» **RECORDS PROVIDED**:
/---
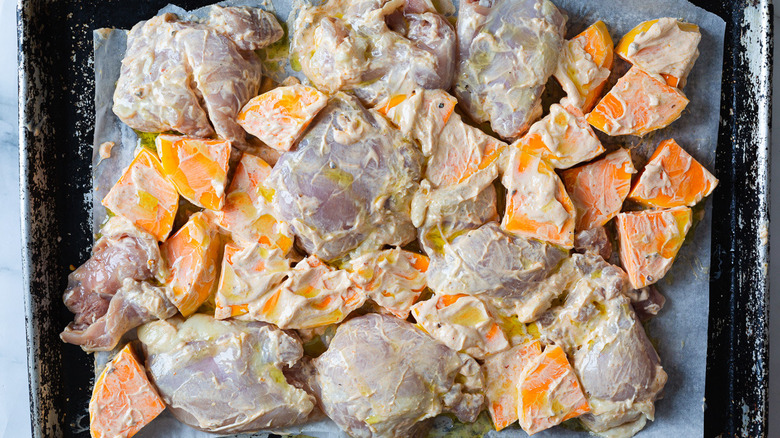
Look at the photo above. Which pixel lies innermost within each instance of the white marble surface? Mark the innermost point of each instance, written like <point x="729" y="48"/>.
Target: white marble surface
<point x="14" y="398"/>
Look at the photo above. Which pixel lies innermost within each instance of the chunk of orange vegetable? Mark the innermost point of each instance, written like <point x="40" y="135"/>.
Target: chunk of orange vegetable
<point x="636" y="105"/>
<point x="247" y="213"/>
<point x="584" y="65"/>
<point x="421" y="115"/>
<point x="672" y="178"/>
<point x="249" y="272"/>
<point x="123" y="400"/>
<point x="394" y="278"/>
<point x="462" y="322"/>
<point x="502" y="373"/>
<point x="549" y="392"/>
<point x="279" y="116"/>
<point x="537" y="204"/>
<point x="197" y="167"/>
<point x="665" y="46"/>
<point x="649" y="242"/>
<point x="598" y="189"/>
<point x="313" y="295"/>
<point x="563" y="138"/>
<point x="145" y="196"/>
<point x="192" y="255"/>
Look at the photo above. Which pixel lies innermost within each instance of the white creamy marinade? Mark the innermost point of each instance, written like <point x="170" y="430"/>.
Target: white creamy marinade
<point x="348" y="185"/>
<point x="666" y="48"/>
<point x="577" y="73"/>
<point x="375" y="48"/>
<point x="225" y="376"/>
<point x="186" y="76"/>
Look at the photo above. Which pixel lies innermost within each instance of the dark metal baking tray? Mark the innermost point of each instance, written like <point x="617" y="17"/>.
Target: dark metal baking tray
<point x="56" y="89"/>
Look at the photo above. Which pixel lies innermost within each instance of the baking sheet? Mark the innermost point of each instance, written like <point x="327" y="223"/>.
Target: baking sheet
<point x="679" y="332"/>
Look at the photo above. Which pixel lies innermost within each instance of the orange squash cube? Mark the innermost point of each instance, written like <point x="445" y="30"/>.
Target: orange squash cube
<point x="313" y="295"/>
<point x="665" y="46"/>
<point x="247" y="213"/>
<point x="197" y="167"/>
<point x="584" y="66"/>
<point x="123" y="400"/>
<point x="279" y="116"/>
<point x="192" y="254"/>
<point x="649" y="242"/>
<point x="672" y="178"/>
<point x="145" y="196"/>
<point x="636" y="105"/>
<point x="462" y="322"/>
<point x="249" y="272"/>
<point x="537" y="204"/>
<point x="563" y="138"/>
<point x="598" y="189"/>
<point x="549" y="392"/>
<point x="502" y="373"/>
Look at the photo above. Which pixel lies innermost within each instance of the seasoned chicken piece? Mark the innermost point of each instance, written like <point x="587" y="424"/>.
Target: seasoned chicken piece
<point x="348" y="185"/>
<point x="515" y="275"/>
<point x="134" y="304"/>
<point x="225" y="376"/>
<point x="615" y="362"/>
<point x="381" y="376"/>
<point x="103" y="294"/>
<point x="375" y="48"/>
<point x="394" y="279"/>
<point x="249" y="28"/>
<point x="508" y="50"/>
<point x="186" y="77"/>
<point x="461" y="322"/>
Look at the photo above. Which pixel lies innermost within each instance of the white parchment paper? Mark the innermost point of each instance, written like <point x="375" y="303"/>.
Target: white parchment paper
<point x="679" y="332"/>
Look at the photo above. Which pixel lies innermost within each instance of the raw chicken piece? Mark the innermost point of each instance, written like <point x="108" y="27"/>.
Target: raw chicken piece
<point x="250" y="28"/>
<point x="508" y="50"/>
<point x="124" y="253"/>
<point x="441" y="214"/>
<point x="461" y="322"/>
<point x="185" y="76"/>
<point x="517" y="276"/>
<point x="615" y="362"/>
<point x="348" y="185"/>
<point x="381" y="376"/>
<point x="134" y="304"/>
<point x="375" y="48"/>
<point x="225" y="376"/>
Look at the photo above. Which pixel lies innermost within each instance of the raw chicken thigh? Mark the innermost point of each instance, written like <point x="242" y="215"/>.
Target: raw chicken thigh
<point x="349" y="184"/>
<point x="109" y="293"/>
<point x="508" y="49"/>
<point x="381" y="376"/>
<point x="184" y="76"/>
<point x="615" y="362"/>
<point x="375" y="48"/>
<point x="517" y="276"/>
<point x="225" y="376"/>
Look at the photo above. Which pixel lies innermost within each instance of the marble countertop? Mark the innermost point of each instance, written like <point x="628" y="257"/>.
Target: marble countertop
<point x="14" y="396"/>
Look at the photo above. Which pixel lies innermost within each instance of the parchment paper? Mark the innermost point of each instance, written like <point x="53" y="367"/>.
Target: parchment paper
<point x="679" y="332"/>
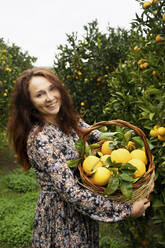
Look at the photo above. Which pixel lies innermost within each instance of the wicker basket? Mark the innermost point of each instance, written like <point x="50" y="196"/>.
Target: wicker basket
<point x="142" y="187"/>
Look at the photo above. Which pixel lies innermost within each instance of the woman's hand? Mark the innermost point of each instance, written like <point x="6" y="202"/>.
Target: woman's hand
<point x="139" y="207"/>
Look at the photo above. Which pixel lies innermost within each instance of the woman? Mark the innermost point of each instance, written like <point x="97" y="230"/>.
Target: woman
<point x="43" y="128"/>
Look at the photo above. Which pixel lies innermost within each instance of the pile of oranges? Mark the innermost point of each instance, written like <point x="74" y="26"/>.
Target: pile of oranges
<point x="96" y="166"/>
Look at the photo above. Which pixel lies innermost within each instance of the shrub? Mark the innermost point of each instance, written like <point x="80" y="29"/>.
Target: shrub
<point x="12" y="62"/>
<point x="137" y="92"/>
<point x="85" y="67"/>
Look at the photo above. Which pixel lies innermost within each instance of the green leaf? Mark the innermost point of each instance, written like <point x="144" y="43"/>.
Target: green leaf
<point x="79" y="144"/>
<point x="126" y="189"/>
<point x="138" y="141"/>
<point x="87" y="150"/>
<point x="112" y="186"/>
<point x="126" y="177"/>
<point x="73" y="163"/>
<point x="127" y="136"/>
<point x="128" y="167"/>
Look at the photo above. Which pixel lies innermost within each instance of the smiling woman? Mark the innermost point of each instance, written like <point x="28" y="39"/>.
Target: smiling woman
<point x="45" y="97"/>
<point x="44" y="128"/>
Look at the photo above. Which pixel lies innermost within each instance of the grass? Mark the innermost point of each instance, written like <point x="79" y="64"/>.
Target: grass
<point x="18" y="196"/>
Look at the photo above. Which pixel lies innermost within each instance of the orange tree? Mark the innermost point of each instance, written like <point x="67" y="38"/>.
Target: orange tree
<point x="137" y="95"/>
<point x="12" y="62"/>
<point x="85" y="67"/>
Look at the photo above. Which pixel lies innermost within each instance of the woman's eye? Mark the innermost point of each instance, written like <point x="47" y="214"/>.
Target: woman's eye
<point x="39" y="94"/>
<point x="53" y="88"/>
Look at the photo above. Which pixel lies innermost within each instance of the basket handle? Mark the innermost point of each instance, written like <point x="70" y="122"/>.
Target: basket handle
<point x="122" y="124"/>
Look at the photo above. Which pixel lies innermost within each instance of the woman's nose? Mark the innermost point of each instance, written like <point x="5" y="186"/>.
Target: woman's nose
<point x="49" y="97"/>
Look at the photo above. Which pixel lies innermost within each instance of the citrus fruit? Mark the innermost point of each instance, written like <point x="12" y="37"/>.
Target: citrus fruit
<point x="104" y="158"/>
<point x="90" y="163"/>
<point x="131" y="145"/>
<point x="156" y="127"/>
<point x="161" y="138"/>
<point x="139" y="154"/>
<point x="141" y="168"/>
<point x="101" y="176"/>
<point x="120" y="155"/>
<point x="105" y="149"/>
<point x="161" y="131"/>
<point x="154" y="132"/>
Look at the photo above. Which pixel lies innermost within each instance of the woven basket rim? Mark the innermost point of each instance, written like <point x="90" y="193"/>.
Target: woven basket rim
<point x="141" y="183"/>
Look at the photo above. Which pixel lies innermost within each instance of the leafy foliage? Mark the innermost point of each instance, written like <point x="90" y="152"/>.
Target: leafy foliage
<point x="86" y="65"/>
<point x="137" y="89"/>
<point x="12" y="62"/>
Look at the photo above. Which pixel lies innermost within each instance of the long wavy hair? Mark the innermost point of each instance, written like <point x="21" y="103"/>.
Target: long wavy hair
<point x="23" y="115"/>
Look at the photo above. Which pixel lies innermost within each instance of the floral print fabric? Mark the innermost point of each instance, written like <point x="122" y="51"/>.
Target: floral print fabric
<point x="67" y="214"/>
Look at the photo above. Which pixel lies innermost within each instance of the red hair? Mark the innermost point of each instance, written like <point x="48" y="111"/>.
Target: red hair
<point x="23" y="115"/>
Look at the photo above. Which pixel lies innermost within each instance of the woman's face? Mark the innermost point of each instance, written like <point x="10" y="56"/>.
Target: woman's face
<point x="45" y="97"/>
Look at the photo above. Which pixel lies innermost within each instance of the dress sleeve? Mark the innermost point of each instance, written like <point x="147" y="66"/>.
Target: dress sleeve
<point x="50" y="158"/>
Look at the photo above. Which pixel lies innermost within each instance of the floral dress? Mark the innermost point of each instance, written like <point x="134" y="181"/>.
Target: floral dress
<point x="67" y="214"/>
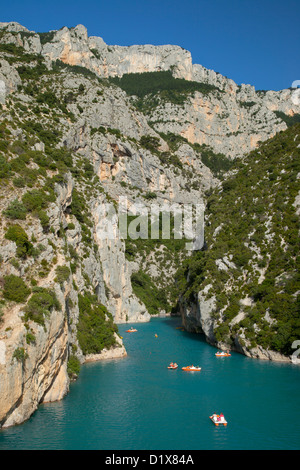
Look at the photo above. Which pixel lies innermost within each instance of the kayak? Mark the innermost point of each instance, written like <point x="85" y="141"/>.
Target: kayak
<point x="191" y="369"/>
<point x="218" y="420"/>
<point x="222" y="354"/>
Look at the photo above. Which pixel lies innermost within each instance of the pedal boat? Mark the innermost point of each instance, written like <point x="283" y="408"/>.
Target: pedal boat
<point x="218" y="420"/>
<point x="191" y="369"/>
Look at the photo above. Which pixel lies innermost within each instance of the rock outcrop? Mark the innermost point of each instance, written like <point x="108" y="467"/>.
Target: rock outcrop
<point x="71" y="144"/>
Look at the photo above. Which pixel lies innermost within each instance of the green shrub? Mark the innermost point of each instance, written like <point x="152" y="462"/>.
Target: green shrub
<point x="73" y="366"/>
<point x="62" y="274"/>
<point x="40" y="305"/>
<point x="18" y="235"/>
<point x="20" y="355"/>
<point x="95" y="329"/>
<point x="15" y="210"/>
<point x="15" y="288"/>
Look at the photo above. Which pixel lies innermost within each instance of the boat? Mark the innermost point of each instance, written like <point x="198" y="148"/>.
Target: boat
<point x="191" y="368"/>
<point x="218" y="420"/>
<point x="222" y="354"/>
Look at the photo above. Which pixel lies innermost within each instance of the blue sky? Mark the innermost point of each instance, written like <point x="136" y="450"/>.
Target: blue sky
<point x="255" y="42"/>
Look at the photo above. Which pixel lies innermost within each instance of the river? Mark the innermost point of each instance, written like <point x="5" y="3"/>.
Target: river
<point x="137" y="403"/>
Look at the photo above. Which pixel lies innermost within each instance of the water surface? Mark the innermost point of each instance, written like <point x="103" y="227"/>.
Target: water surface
<point x="136" y="403"/>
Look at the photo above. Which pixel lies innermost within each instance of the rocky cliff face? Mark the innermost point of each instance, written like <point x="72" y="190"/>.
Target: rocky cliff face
<point x="232" y="120"/>
<point x="71" y="144"/>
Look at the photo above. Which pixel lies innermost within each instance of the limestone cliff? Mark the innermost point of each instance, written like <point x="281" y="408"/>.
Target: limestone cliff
<point x="72" y="143"/>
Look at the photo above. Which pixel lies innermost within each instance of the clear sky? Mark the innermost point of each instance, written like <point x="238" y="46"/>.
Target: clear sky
<point x="255" y="42"/>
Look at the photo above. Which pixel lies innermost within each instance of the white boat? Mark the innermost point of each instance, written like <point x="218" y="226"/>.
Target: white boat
<point x="218" y="420"/>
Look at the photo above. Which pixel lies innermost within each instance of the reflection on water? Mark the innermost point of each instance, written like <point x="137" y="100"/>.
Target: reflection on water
<point x="137" y="403"/>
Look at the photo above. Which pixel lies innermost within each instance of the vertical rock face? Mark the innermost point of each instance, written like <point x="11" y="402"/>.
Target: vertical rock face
<point x="76" y="144"/>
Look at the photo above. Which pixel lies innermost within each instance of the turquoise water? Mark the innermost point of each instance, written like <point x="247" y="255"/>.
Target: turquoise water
<point x="136" y="403"/>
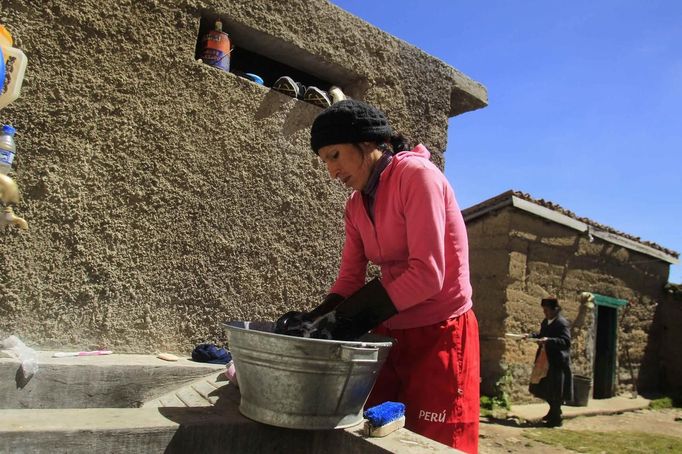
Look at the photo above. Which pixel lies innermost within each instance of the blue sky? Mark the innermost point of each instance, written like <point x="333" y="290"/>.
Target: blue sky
<point x="585" y="102"/>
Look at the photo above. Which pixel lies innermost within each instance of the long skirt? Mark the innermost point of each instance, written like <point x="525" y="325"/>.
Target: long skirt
<point x="435" y="371"/>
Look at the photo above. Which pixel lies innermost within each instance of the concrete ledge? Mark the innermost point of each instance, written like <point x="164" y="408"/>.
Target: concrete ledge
<point x="535" y="412"/>
<point x="114" y="381"/>
<point x="183" y="430"/>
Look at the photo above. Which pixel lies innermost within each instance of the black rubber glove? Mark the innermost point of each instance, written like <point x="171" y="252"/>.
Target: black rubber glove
<point x="360" y="312"/>
<point x="329" y="304"/>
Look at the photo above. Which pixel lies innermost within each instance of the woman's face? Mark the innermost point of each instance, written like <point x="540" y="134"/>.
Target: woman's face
<point x="550" y="312"/>
<point x="350" y="164"/>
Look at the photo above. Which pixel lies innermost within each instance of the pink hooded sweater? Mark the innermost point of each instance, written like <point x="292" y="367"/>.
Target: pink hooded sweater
<point x="418" y="238"/>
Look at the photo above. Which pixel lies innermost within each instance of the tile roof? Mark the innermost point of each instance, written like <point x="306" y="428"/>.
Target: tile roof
<point x="505" y="199"/>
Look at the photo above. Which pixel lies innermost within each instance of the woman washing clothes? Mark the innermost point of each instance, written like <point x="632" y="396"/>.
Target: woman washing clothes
<point x="402" y="215"/>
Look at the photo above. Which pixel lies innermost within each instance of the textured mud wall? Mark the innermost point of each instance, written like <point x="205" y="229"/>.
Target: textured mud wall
<point x="549" y="259"/>
<point x="669" y="326"/>
<point x="165" y="196"/>
<point x="489" y="267"/>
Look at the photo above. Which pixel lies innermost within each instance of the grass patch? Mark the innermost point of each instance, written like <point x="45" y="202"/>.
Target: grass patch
<point x="494" y="407"/>
<point x="606" y="442"/>
<point x="666" y="402"/>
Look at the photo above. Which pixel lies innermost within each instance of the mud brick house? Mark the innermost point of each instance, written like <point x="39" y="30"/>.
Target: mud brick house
<point x="610" y="284"/>
<point x="165" y="196"/>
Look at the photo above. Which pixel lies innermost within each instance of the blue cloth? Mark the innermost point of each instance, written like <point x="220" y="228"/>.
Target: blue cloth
<point x="382" y="414"/>
<point x="370" y="191"/>
<point x="210" y="353"/>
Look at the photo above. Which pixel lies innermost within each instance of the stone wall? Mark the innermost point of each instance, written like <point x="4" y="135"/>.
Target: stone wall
<point x="669" y="325"/>
<point x="165" y="196"/>
<point x="544" y="259"/>
<point x="555" y="260"/>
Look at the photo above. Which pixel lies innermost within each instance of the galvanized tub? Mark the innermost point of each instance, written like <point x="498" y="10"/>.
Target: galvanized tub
<point x="301" y="383"/>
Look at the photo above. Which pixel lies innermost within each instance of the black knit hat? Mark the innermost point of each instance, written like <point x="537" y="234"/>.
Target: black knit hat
<point x="349" y="121"/>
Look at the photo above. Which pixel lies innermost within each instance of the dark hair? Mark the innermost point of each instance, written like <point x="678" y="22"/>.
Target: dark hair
<point x="394" y="144"/>
<point x="552" y="303"/>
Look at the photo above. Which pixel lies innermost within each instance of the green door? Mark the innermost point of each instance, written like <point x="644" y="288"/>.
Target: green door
<point x="606" y="346"/>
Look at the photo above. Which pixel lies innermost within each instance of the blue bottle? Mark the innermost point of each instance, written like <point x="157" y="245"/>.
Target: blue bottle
<point x="8" y="149"/>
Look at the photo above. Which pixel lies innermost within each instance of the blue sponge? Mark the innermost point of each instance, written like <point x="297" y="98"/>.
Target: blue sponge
\---
» **PROMPT**:
Filter the records down to the lines that contain the string "sponge", and copy those lines.

» **TASK SOLUTION**:
Look at the photo above. Which pixel lies innermost within each instance of the blue sponge? Mark the innermost point of each instance, written like <point x="297" y="98"/>.
Target: blue sponge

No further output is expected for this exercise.